# [Task requirements]
Count how many lines of the records below contain the string "tower", matching case exactly. Reply with only the number.

# [Task material]
********

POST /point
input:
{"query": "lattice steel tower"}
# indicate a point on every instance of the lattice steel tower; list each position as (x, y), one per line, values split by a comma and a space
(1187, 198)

********

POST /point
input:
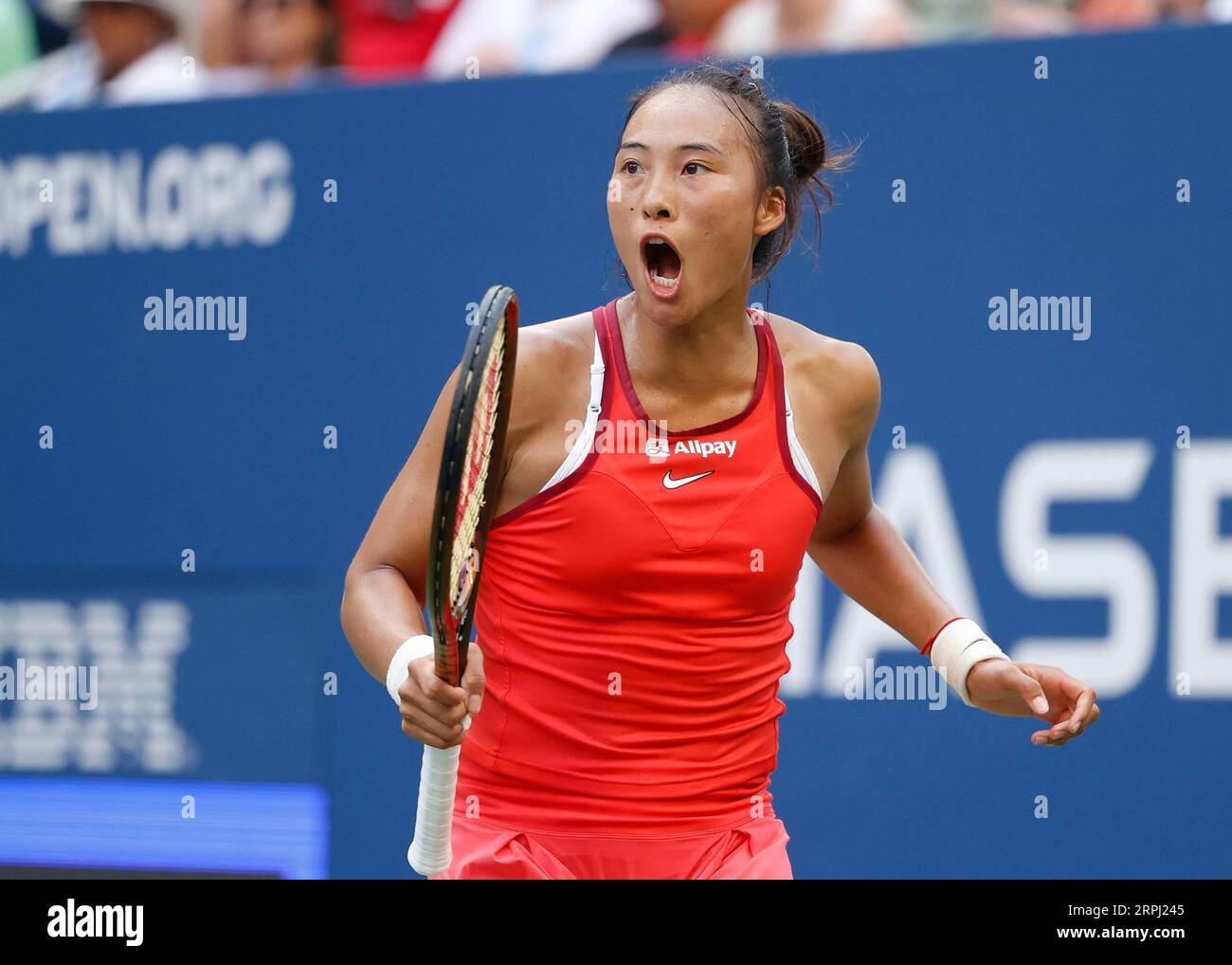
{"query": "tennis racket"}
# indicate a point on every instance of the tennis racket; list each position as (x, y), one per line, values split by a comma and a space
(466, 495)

********

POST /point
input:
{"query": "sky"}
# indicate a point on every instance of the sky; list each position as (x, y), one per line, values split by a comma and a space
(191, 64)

********

# [Solution to this task]
2